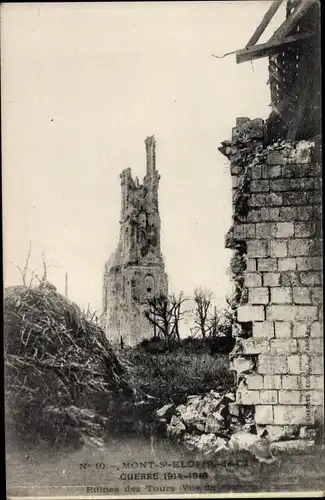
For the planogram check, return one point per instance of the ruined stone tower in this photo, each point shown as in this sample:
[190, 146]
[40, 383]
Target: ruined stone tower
[135, 271]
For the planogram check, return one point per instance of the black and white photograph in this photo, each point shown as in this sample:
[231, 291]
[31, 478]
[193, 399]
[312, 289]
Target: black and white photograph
[162, 249]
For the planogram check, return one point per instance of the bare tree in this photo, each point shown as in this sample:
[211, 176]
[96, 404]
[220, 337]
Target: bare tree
[164, 312]
[24, 271]
[203, 300]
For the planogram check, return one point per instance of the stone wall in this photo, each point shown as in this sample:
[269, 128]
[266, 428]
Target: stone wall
[277, 242]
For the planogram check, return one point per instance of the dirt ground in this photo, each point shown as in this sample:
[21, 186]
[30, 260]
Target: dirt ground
[133, 468]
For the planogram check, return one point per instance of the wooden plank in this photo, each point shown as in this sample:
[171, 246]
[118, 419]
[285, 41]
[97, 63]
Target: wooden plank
[292, 20]
[264, 23]
[269, 48]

#####

• [EXERCISE OBJECTIVE]:
When pictures appear among the entries, skip them and copy all remaining text precisely.

• [RESPONSE TO THE EXERCISE]:
For the planogram check, return one point per instance of the ruined stone tower in this photo, each point shown as in this sample:
[190, 146]
[40, 383]
Target: ruined stone tower
[135, 271]
For the planogram check, return one point per instance of the black and white photograph in this photo, each point shown as in this sample:
[231, 291]
[31, 478]
[193, 399]
[312, 289]
Target: black and white photograph
[162, 249]
For the planogram check, return one point per instance of the bare tree in this photo, each point shown as in this sample:
[211, 176]
[96, 404]
[220, 337]
Target: bare tree
[164, 312]
[24, 271]
[203, 300]
For the planogram check, return one point per instance of the stone wall in this photo, each point shown as in this sample:
[269, 128]
[266, 428]
Target: stone wall
[277, 242]
For the planogram check, return one point per instance of the dirt ground in this photo, each point shown as in this sample:
[21, 186]
[30, 260]
Target: dirt ground
[133, 468]
For the planogram check, return one point per instance of the wooden plank in this photo, each point shown as in this sample:
[171, 246]
[118, 419]
[285, 41]
[97, 63]
Target: wooden plank
[292, 20]
[264, 23]
[269, 48]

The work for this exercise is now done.